Prompt> Turn all of the entries below into a numbered list, leaving out any blank lines.

(Annotated coordinate records)
===============
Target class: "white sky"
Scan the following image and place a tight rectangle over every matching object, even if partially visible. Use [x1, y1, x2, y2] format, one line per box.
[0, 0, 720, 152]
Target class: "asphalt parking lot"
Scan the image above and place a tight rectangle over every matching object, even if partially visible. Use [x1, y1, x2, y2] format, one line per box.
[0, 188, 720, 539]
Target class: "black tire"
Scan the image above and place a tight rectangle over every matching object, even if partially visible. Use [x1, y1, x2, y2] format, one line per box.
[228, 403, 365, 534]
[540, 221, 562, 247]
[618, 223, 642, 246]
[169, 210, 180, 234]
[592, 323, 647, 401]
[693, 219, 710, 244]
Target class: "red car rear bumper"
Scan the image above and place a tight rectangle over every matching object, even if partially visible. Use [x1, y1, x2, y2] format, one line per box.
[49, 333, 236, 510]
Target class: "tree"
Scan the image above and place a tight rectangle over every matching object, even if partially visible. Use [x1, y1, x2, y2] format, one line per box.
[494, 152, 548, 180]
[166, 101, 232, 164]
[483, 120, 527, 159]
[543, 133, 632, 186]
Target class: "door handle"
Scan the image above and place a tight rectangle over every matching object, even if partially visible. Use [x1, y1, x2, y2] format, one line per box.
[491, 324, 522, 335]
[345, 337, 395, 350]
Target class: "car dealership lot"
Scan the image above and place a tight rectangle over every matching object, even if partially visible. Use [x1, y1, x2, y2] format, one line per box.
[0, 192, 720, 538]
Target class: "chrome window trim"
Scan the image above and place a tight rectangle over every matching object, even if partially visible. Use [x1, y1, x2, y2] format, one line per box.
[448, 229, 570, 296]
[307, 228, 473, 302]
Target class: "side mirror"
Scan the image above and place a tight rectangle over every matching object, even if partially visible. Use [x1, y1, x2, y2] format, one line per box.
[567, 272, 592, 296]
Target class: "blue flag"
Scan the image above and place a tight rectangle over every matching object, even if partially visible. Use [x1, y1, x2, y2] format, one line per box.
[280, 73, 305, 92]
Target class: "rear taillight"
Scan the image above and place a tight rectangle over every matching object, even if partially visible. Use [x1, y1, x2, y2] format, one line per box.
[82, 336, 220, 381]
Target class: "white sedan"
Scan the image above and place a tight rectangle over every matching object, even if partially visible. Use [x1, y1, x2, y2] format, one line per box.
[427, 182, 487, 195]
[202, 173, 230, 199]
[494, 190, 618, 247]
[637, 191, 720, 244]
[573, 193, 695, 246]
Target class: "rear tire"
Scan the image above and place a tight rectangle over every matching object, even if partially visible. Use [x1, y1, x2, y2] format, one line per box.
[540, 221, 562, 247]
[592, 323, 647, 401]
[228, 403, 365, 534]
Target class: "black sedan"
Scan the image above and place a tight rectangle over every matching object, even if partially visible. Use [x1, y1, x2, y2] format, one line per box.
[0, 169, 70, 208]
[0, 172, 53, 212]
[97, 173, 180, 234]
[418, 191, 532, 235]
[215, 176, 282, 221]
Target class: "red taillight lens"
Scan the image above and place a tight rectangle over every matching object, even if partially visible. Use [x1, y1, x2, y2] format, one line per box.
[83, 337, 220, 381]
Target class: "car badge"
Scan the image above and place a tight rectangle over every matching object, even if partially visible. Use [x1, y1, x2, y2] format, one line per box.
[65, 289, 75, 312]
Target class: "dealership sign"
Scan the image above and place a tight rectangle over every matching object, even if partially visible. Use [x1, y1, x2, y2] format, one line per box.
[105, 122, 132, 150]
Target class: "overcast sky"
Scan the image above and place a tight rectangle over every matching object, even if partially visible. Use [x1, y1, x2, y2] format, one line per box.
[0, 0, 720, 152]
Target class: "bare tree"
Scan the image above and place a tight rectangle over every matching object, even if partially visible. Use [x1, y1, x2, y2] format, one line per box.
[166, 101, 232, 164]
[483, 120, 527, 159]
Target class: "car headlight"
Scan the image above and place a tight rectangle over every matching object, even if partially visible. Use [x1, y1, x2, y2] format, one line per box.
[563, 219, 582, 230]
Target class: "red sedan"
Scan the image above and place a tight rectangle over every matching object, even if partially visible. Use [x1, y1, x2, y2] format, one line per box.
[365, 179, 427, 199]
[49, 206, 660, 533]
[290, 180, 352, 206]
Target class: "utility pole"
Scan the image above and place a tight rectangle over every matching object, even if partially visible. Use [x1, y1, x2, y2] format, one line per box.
===============
Result of this task>
1. Target class: "white sky"
2. Scan the following image and place a tight rectangle over every matching object, even if partially visible. Use [x1, y1, x2, y2] format, one line per box.
3. [0, 0, 720, 152]
4. Target class: "asphalt parking lot"
5. Scan the image above and place a tight rectangle over every matching object, even if partially visible. Use [x1, y1, x2, y2] format, one line per box.
6. [0, 188, 720, 539]
7. Target class: "black tire"
8. Scan the image above and place a tight rectangle over every matching object, even if partially visible. Use [x1, y1, x2, y2] format, one line per box.
9. [228, 403, 365, 534]
10. [540, 221, 562, 247]
11. [618, 223, 642, 246]
12. [169, 210, 180, 234]
13. [592, 323, 647, 401]
14. [693, 219, 710, 244]
15. Target class: "red car rear bumper"
16. Scan the image above and place a tight rectangle over every matching object, even if partially visible. Use [x1, y1, x2, y2] format, one line per box.
17. [49, 333, 236, 510]
18. Target class: "tree"
19. Scan the image above and place a tight rectangle over every matching object, even if partially visible. Use [x1, y1, x2, y2] format, one line per box.
20. [494, 152, 548, 180]
21. [166, 101, 232, 164]
22. [483, 120, 527, 159]
23. [543, 133, 632, 186]
24. Target class: "door handle"
25. Scan the image above and place a tight rectangle over every matching object, even if partially visible. Use [x1, y1, x2, y2] format, one line per box.
26. [491, 324, 522, 335]
27. [345, 337, 395, 350]
28. Target class: "car dealership lot"
29. Scan the image above and place a tight rectangle over every matching object, even if partially visible. Use [x1, y1, x2, y2] format, one line per box.
30. [0, 192, 720, 538]
31. Target class: "chrome window trim"
32. Scan the image above and place a tight rectangle over every matching object, even if partially visible. Use [x1, y1, x2, y2] format, one line per box.
33. [448, 229, 570, 296]
34. [307, 228, 473, 302]
35. Target class: "side mirror"
36. Scan the image above and place a tight rectangle over every matching object, even if partially visible. Use [x1, y1, x2, y2] format, one line per box.
37. [567, 272, 592, 296]
38. Target class: "blue flag"
39. Scan the image above and place a tight rectangle over every matching object, even if partially visible. Use [x1, y1, x2, y2] format, one line per box.
40. [280, 73, 305, 92]
41. Target class: "rear taillight"
42. Scan the image above and place a tight rectangle over every matching object, even if partially visible. Use [x1, y1, x2, y2] format, one line per box.
43. [82, 336, 220, 381]
44. Target class: "white sedan"
45. Scan the image above and place a tight rectangle over every matching object, even if partially visible. Use [x1, y1, x2, y2] format, one line per box.
46. [427, 182, 487, 195]
47. [202, 173, 230, 199]
48. [494, 190, 618, 247]
49. [637, 191, 720, 244]
50. [573, 193, 695, 246]
51. Target class: "rear tire"
52. Scan the image above and place a tight rectangle over every matching object, even if partially visible. Use [x1, y1, x2, y2] format, one line per box.
53. [540, 221, 562, 247]
54. [592, 323, 647, 401]
55. [228, 403, 365, 534]
56. Target class: "black sedan"
57. Scan the image above and place a tight rectangle over every matching object, even if partially visible. Use [x1, y1, x2, y2] format, one line per box.
58. [0, 169, 70, 208]
59. [0, 172, 53, 212]
60. [97, 173, 180, 234]
61. [418, 191, 532, 235]
62. [215, 176, 282, 221]
63. Target class: "red taillight lens"
64. Scan the image above and place a tight rectangle over every matching object, even if partially visible. Use [x1, y1, x2, y2] format, one line per box.
65. [83, 337, 220, 381]
66. Target class: "car badge"
67. Scan the image above and place a tight rectangle over every matching object, even if partially visible. Use [x1, y1, x2, y2] format, one line per box.
68. [65, 289, 75, 312]
69. Target class: "dealership sign"
70. Scan the image above and place a tight rectangle over every matching object, even if partially visible. Use [x1, y1, x2, y2] format, one line per box.
71. [105, 122, 132, 150]
72. Target class: "overcast sky"
73. Scan the image above and place a tight rectangle over every matching object, even if partially visible. Use [x1, y1, x2, y2] format, one line per box.
74. [0, 0, 720, 152]
75. Target class: "bare tree"
76. Scan the image above and place a tight rectangle over every matching object, even if partially visible. Use [x1, y1, x2, y2] format, one line per box.
77. [166, 101, 232, 164]
78. [483, 120, 527, 159]
79. Target class: "car headlight"
80. Scan the image above and place a tight rectangle over every matching object, even if partially visible. Use [x1, y1, x2, y2] format, one line per box.
81. [563, 219, 582, 230]
82. Target class: "red sedan"
83. Scan the image above and place a tight rectangle over every matching object, even if partially visible. Use [x1, y1, x2, y2] format, one line per box.
84. [365, 179, 427, 199]
85. [49, 206, 660, 533]
86. [290, 180, 352, 206]
87. Target class: "utility pole"
88. Scan the image above and place a tight rectangle over every matching object, even if partially visible. Use [x1, y1, x2, y2] format, one line per box.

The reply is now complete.